Table of Contents
[NOTE: this blog post formed the basis of a subsequent article:
Libraries and the Long Tail: Some Thoughts about Libraries in a Network Age
D-Lib Magazine, Vol. 12, No. 4, April 2006.
[Warning: long, long, long]
Those discussions of the long tail that I have seen or heard in the library community strike me as somewhat partial. I am not sure that we have absorbed the real relevance of the argument. Much of that discussion is about how libraries in aggregate contain deep and rich collections. However, the real issue is how well supply and demand are articulated in a network environment. And when we think about it in this systemwide way the picture is less reassuring.
Think of two figures. The first is that ILLs account for 1.7% of overall circulations. This goes up to 4.7% if we just look at academic libraries.  What this suggests is that we are not doing a very good job of aggregating supply (making it easy to find and obtain materials of interest wherever they are). The flow of materials from one library to another is very low when compared to the overall flow of materials within libraries.
The second is about circulation. We have done some work looking at circulation data in two research libraries across several years. In each case, about 20% of books (we limited the investigation to English books) accounted for about 90% of circulations. What does this say about the aggregation of demand. Materials are not being united with users who might be interested in them. ‘Just-in-case’ collection development policies, at individual institutions, do not lead to optimal systemwide allocation of resources.
The long tail
First a recap of the long tail argument, which since the publication of the original Wired article has been everywhere.
The argument is about how the Internet changes markets. In the ‘physical world’, the costs of distribution, retail and consumption mean that an item has to generate enough sales to justify its use of scarce shelf, theatre or spectrum space. This leads to a limit on what is available through physical outlets and a corresponding limit on the selection potential of users. At the same time, the demand for a particular product or service is limited by the size of the population to which the physical location is accessible. This scarcity drives behaviors, about which we may have made mistaken assumptions:
For too long we’ve been suffering the tyranny of lowest-common-denominator fare, subjected to brain-dead summer blockbusters and manufactured pop. Why? Economics. Many of our assumptions about popular taste are actually artifacts of poor supply-and-demand matching – a market response to inefficient distribution. [Wired 12.10: The Long Tail]
These inefficiencies are mitigated in a network environment. And, accordingly, so the argument goes, we observe different behaviors with network services:
Unlimited selection is revealing truths about what consumers want and how they want to get it in service after service, from DVDs at Netflix to music videos on Yahoo! Launch to songs in the iTunes Music Store and Rhapsody. People are going deep into the catalog, down the long, long list of available titles, far past what’s available at Blockbuster Video, Tower Records, and Barnes & Noble. And the more they find, the more they like. As they wander further from the beaten path, they discover their taste is not as mainstream as they thought (or as they had been led to believe by marketing, a lack of alternatives, and a hit-driven culture). [Wired 12.10: The Long Tail]
So, Netflix, for example, aggregates supply as discussed here. It makes the long tail available for inspection. However, importantly, it also aggregates demand: a larger pool of potential users is available to inspect any particular item, increasing the chances that it will be borrowed by somebody.

*DATASET RECORDS*

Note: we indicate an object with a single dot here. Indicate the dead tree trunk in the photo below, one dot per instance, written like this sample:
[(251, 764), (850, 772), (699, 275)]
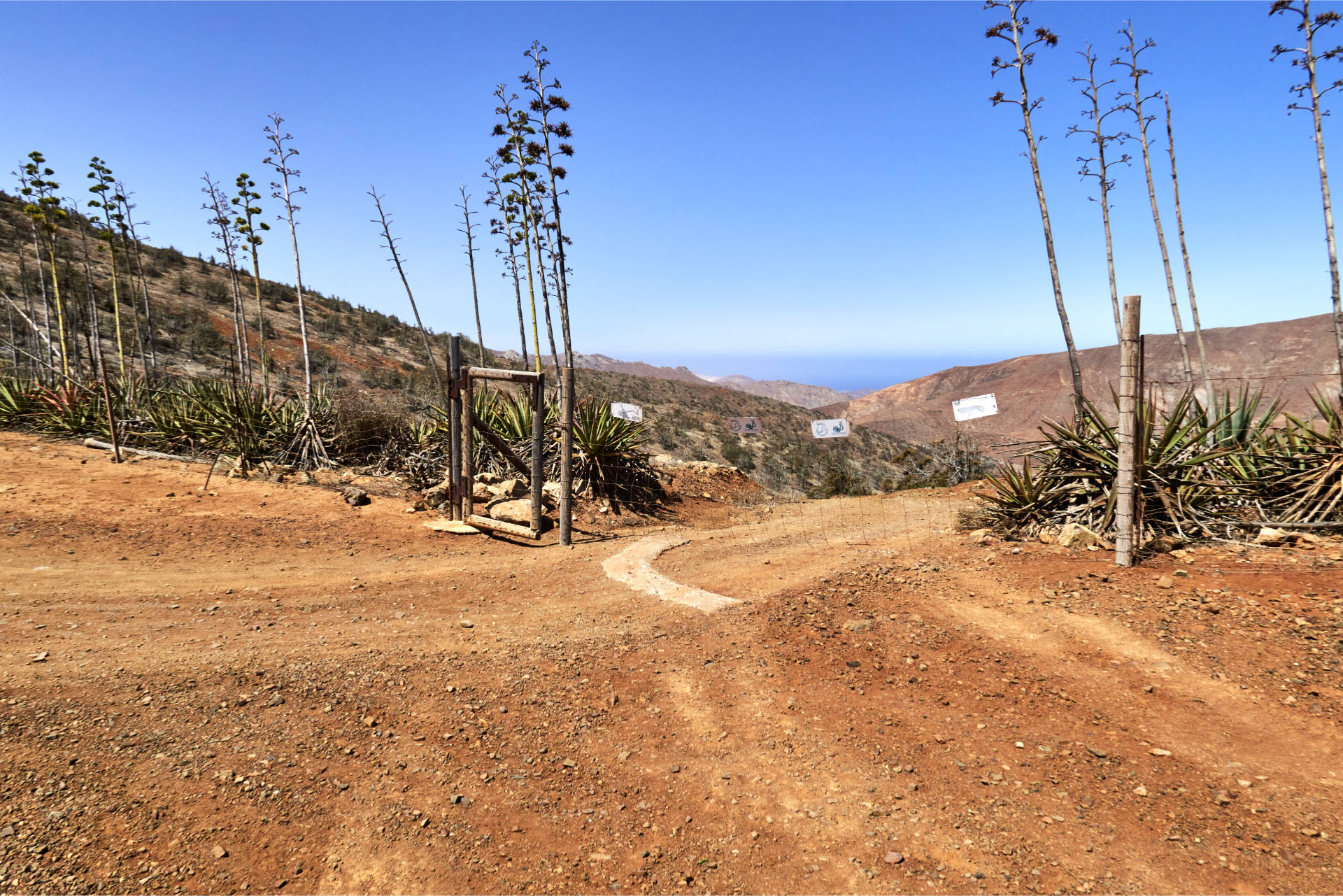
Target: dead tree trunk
[(1189, 271), (1125, 484), (1306, 58), (1135, 105)]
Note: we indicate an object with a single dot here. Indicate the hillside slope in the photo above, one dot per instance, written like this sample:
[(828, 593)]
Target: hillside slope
[(1287, 359), (359, 348), (800, 394)]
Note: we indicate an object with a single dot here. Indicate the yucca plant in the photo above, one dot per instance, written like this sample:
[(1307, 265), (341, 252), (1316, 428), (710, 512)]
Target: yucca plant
[(17, 401), (1306, 468)]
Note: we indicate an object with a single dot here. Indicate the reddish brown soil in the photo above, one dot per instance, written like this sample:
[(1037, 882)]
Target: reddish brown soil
[(269, 674)]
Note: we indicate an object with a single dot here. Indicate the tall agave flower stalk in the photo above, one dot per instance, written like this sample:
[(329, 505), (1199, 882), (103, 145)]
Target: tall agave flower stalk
[(250, 230), (543, 105), (470, 259), (1309, 96), (308, 446), (1099, 166), (503, 226), (390, 245), (1134, 104), (1016, 31), (518, 129), (150, 356)]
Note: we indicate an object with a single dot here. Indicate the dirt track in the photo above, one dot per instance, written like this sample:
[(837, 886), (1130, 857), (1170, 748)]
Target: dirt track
[(269, 674)]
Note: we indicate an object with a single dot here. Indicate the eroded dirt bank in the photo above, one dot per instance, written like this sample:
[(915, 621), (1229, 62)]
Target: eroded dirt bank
[(267, 688)]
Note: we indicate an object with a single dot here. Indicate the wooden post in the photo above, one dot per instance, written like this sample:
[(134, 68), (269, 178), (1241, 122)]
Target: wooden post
[(567, 457), (1127, 478), (537, 450), (468, 474), (454, 425)]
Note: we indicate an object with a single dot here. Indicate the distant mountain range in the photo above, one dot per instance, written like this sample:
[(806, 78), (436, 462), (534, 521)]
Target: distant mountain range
[(800, 394), (1286, 359)]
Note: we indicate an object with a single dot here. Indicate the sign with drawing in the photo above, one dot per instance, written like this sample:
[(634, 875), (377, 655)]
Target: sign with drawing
[(632, 413), (830, 429), (969, 408)]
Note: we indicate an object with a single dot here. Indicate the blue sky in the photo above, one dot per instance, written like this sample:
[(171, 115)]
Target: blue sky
[(813, 191)]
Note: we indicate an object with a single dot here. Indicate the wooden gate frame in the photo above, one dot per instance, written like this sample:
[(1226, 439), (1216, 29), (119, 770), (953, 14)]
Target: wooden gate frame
[(464, 421)]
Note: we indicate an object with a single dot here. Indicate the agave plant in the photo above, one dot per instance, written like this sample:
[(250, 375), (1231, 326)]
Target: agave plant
[(17, 401), (609, 461)]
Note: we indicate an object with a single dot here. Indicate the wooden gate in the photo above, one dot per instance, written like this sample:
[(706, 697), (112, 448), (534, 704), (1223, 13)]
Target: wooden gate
[(465, 422)]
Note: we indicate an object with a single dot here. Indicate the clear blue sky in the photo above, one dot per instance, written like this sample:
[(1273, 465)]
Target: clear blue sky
[(760, 188)]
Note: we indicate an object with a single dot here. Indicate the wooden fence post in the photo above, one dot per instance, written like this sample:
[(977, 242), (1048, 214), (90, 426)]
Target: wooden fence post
[(465, 391), (1125, 480), (567, 457), (537, 450), (454, 426)]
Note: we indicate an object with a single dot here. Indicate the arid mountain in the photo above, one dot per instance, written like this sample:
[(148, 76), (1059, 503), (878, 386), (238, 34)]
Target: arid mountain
[(360, 350), (1286, 359), (800, 394), (604, 363)]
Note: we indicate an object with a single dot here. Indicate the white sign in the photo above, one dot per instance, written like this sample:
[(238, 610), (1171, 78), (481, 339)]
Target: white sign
[(632, 413), (969, 408), (830, 429)]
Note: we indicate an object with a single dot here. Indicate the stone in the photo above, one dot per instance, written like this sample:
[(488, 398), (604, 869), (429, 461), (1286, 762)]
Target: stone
[(508, 490), (1272, 538), (455, 527), (513, 511), (1074, 535)]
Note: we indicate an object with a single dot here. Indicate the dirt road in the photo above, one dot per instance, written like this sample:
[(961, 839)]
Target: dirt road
[(258, 687)]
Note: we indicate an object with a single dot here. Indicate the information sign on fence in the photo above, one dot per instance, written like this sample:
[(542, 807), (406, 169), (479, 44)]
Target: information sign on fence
[(632, 413), (830, 429), (969, 408)]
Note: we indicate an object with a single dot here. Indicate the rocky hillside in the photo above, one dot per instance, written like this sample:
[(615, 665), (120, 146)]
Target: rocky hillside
[(359, 348), (1286, 359)]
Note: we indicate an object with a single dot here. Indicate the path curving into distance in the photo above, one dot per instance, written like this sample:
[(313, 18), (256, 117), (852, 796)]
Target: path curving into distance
[(634, 567)]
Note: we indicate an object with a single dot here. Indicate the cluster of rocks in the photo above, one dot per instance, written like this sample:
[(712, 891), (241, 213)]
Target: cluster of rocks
[(508, 500)]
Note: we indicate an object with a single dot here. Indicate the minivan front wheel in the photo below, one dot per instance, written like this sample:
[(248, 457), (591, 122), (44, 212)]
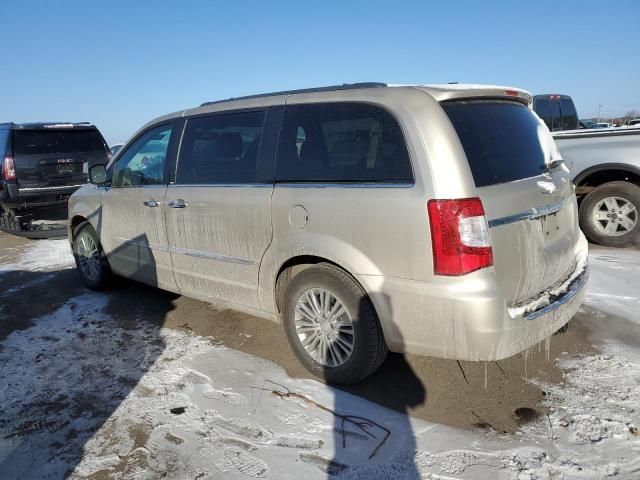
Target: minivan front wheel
[(610, 214), (90, 258), (331, 325)]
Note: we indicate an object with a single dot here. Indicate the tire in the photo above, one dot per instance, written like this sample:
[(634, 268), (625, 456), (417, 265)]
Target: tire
[(8, 219), (597, 203), (368, 346), (94, 269)]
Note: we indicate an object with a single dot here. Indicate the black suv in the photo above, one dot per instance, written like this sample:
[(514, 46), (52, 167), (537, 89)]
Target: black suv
[(44, 163)]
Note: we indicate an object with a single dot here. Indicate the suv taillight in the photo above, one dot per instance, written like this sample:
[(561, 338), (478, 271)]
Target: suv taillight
[(459, 236), (8, 170)]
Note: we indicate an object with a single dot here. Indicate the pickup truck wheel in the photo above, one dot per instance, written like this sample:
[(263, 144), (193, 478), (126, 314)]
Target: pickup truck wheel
[(610, 214), (91, 261), (332, 326)]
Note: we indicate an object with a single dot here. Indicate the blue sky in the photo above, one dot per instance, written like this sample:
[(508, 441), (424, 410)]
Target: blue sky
[(119, 64)]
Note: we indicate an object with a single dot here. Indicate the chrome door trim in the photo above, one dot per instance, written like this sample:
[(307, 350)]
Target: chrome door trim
[(532, 213), (343, 185)]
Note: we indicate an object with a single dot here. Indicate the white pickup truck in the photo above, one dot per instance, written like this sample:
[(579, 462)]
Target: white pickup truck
[(605, 167)]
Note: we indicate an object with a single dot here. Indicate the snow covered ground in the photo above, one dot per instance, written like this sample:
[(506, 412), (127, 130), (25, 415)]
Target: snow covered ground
[(84, 395)]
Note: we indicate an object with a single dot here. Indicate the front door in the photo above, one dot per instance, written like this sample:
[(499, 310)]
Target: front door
[(219, 209), (133, 232)]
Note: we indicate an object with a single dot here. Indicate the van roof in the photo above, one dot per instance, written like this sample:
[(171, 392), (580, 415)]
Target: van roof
[(441, 92), (45, 125)]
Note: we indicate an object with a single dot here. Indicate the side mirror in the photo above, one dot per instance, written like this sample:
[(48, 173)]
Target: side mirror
[(98, 174)]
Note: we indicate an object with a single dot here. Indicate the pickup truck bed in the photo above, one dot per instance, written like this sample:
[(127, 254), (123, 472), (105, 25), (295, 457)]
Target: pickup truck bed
[(605, 167)]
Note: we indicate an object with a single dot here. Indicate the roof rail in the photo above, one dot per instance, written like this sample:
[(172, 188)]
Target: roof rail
[(39, 125), (344, 86)]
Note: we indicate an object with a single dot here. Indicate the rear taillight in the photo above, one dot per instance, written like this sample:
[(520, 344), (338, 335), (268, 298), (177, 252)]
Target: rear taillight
[(459, 236), (8, 169)]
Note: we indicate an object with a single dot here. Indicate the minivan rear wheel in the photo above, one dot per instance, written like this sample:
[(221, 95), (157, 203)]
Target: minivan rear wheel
[(610, 214), (91, 261), (332, 326)]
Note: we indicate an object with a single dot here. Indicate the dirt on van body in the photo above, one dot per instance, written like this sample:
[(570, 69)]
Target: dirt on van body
[(490, 395)]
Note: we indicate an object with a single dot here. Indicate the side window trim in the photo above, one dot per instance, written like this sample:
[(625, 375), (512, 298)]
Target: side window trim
[(174, 124)]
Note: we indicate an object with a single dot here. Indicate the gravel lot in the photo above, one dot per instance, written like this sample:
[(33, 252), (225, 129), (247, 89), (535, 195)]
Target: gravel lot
[(139, 383)]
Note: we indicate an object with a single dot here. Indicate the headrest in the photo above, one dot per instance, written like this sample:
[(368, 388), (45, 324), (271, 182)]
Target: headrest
[(229, 145)]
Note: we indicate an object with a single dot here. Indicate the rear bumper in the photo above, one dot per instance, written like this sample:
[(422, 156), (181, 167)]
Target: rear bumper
[(468, 318), (12, 196)]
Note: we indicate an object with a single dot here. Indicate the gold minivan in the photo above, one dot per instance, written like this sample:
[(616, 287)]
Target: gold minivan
[(437, 220)]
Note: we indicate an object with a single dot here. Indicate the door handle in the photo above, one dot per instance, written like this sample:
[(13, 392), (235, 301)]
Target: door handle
[(179, 203)]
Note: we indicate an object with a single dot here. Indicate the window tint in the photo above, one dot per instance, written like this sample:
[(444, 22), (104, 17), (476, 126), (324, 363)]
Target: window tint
[(569, 114), (4, 142), (221, 148), (543, 109), (341, 142), (556, 117), (143, 162), (40, 142), (500, 140)]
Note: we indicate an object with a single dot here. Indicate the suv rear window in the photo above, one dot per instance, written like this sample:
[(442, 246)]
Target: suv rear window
[(569, 114), (42, 142), (500, 140), (341, 142)]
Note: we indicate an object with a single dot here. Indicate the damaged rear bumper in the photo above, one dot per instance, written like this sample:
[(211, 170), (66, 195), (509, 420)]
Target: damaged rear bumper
[(468, 318)]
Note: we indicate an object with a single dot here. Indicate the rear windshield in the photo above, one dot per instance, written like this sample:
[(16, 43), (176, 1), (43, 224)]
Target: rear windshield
[(40, 142), (500, 140)]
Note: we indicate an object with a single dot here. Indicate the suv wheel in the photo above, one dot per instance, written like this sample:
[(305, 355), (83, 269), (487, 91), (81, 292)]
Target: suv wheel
[(90, 259), (610, 214), (331, 325)]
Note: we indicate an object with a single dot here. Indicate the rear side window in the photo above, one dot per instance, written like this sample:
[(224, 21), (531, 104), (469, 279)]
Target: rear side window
[(341, 142), (543, 109), (4, 142), (221, 149), (500, 140), (556, 116), (569, 114), (42, 142)]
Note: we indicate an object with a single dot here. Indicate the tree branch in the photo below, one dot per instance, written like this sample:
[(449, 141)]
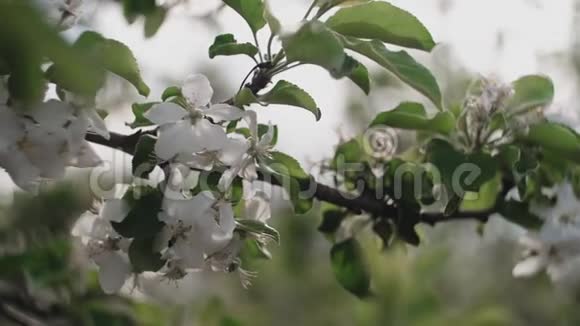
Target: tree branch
[(356, 203)]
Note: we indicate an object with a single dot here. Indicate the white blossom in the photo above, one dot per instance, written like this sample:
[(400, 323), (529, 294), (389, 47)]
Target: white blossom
[(189, 130), (258, 152), (556, 247), (107, 249), (62, 14), (40, 142), (196, 227)]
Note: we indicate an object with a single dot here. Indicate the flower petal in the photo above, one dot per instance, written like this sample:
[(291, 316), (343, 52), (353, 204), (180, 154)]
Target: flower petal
[(530, 266), (52, 115), (224, 112), (175, 139), (115, 210), (209, 136), (233, 151), (197, 89), (23, 173), (165, 113), (113, 271)]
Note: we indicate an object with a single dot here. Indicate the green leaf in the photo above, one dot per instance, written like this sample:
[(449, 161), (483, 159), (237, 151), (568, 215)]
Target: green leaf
[(142, 220), (286, 93), (409, 115), (315, 44), (557, 138), (139, 110), (401, 64), (287, 165), (171, 92), (360, 76), (349, 268), (531, 92), (251, 10), (461, 172), (143, 257), (144, 159), (258, 228), (154, 20), (382, 21), (226, 44)]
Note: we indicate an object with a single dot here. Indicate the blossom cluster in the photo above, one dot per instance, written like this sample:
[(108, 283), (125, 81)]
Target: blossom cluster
[(200, 230), (38, 141)]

*GOAL OF THE EXERCISE*
Please copy the passage on libraries and the long tail word for word, from "[Warning: long, long, long]" to "is less reassuring.".

*SOLVED PROBLEM*
[Warning: long, long, long]
Those discussions of the long tail that I have seen or heard in the library community strike me as somewhat partial. I am not sure that we have absorbed the real relevance of the argument. Much of that discussion is about how libraries in aggregate contain deep and rich collections. However, the real issue is how well supply and demand are articulated in a network environment. And when we think about it in this systemwide way the picture is less reassuring.